**SELECTED TEXT:**
○ ○ ○ ○

Lake in Kosovo and Serbia

Gazivoda Lake (Језеро Газиводе) or Ujman Lake (Liqeni i Ujmanit), is an artificial lake in Kosovo and Serbia. Gazivoda Lake has an area of 12 km2 of which 9.2 km2 reside in North Kosovo and 2.7 km2 in Serbia. The lake is formed by the damming of the Ibar River.

== History ==
As a project, the damming of the Ibar for the creation of a reservoir and thus the generation of hydroelectricity existed since the 1960s to cover for the energy needs of the population and the economy of Socialist Autonomous Province of Kosovo which were expanding at the time. Gazivoda was created between 1973 and 1978. Some sources claim that up to 1000 or 230 people that lived in area were relocated. The project was undertaken by Energoprojekt, the state company of Yugoslavia for the development of hydropower. The main contractor was Belgrade-based company "Hidrotehnika".

The construction of Gazivoda cost $90 million. Half of it was financed by the fund for infrastructure development of Yugoslavia, a fund which was paid for by taxation in all federal republics and autonomous regions. The other 50% was financed by loans from the World Bank. The dissolution of Yugoslavia in the 1990s and the independence of Kosovo in 2008 have resulted in a dispute between the Republic of Serbia and the Kosovo about the ownership of Gazivoda. Serbian sources maintain that it should be recognized as the legal owner of the project as most loan obligations were transferred to Serbia in the post-Yugoslav era. Kosovan sources maintain that the legal entity responsible for the loans by the World Bank was the Socialist Autonomous Province of Kosovo, while Serbia as a legal entity was not involved in the financing of the project. Kosovo further asserts that indemnities to the people that were relocated both in the Autonomous Province and Kosovo and Serbia were paid solely by the institutions of Province of Kosovo.

==Archeological findings==
In the area of the Ibar basin, a Roman necropolis and the medieval court of Helen of Anjou, Queen of Serbia was located in Brnjak, near Zubin Potok where she founded a vocational course for poor girls that locals have called the first school for women in the Balkans. In the lake, tombstones, possibly medieval artifacts, Serbian Orthodox churches, and 19th-century houses have been found. Whether they are related to ancient and medieval periods remains unclear. A team of Russian archaeologists has undertaken the project of mapping archaeological findings in the lake and investigating any possible links to antiquity.

○ ○ ○ ○

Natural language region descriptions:
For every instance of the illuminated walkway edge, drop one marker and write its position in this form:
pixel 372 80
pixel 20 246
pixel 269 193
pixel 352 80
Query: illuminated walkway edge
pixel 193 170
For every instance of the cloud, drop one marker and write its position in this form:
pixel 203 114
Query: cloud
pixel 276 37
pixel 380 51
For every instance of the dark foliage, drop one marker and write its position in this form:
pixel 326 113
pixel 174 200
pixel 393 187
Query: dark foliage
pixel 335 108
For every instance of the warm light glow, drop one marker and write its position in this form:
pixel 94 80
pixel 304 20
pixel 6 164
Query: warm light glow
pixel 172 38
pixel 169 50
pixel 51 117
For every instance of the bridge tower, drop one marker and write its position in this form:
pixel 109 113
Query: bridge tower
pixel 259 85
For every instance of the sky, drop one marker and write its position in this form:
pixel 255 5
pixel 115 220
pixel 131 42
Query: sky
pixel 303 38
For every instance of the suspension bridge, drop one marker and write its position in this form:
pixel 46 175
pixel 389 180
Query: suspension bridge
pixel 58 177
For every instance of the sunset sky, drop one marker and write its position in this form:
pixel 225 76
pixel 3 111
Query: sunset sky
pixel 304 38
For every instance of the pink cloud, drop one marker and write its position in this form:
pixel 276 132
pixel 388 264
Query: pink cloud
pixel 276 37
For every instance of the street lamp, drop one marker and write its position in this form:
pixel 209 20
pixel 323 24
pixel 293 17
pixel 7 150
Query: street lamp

○ ○ ○ ○

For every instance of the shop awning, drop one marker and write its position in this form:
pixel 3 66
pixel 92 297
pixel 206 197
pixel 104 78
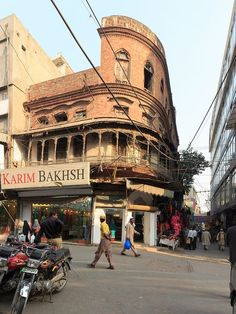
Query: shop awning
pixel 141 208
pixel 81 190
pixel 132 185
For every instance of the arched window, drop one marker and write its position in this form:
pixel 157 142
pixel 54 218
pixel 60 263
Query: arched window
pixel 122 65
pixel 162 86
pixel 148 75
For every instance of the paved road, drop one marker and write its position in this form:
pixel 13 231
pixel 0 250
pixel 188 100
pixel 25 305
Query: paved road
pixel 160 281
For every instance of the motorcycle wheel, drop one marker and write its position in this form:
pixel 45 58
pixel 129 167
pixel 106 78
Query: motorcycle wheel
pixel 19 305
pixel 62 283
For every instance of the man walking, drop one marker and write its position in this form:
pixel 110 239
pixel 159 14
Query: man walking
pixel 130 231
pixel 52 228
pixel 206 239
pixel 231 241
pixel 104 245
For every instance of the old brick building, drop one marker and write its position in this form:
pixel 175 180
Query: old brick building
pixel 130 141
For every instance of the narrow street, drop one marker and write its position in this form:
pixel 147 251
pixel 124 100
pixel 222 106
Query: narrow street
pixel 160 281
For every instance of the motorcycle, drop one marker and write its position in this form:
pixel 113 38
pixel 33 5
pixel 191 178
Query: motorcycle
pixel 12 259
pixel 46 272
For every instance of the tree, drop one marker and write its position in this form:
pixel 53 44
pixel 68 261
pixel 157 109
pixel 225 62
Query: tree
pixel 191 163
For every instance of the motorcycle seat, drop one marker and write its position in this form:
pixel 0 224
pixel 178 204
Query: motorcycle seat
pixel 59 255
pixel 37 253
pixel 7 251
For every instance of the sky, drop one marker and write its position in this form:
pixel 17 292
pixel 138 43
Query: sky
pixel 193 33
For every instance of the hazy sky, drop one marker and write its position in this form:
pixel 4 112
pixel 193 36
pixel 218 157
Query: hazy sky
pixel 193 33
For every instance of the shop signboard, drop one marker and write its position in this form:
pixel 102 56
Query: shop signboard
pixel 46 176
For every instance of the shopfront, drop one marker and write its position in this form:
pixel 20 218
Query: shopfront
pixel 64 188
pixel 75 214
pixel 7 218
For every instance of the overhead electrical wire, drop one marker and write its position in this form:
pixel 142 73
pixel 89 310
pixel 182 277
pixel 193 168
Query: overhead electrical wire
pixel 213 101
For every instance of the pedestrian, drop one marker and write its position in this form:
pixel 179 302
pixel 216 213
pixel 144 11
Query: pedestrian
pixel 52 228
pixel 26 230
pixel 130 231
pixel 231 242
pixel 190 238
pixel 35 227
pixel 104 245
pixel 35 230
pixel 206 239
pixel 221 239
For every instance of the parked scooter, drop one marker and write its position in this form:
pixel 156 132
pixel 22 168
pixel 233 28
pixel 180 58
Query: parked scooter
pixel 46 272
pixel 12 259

○ ○ ○ ○

**EXERCISE OBJECTIVE:**
Echo the passage of the Gazivoda Lake text starting with "Gazivoda Lake (Језеро" and going on through "the Ibar River.", word for word. The records were taken from a separate source.

**SOLUTION FOR THIS PROBLEM:**
Gazivoda Lake (Језеро Газиводе) or Ujman Lake (Liqeni i Ujmanit), is an artificial lake in Kosovo and Serbia. Gazivoda Lake has an area of 12 km2 of which 9.2 km2 reside in North Kosovo and 2.7 km2 in Serbia. The lake is formed by the damming of the Ibar River.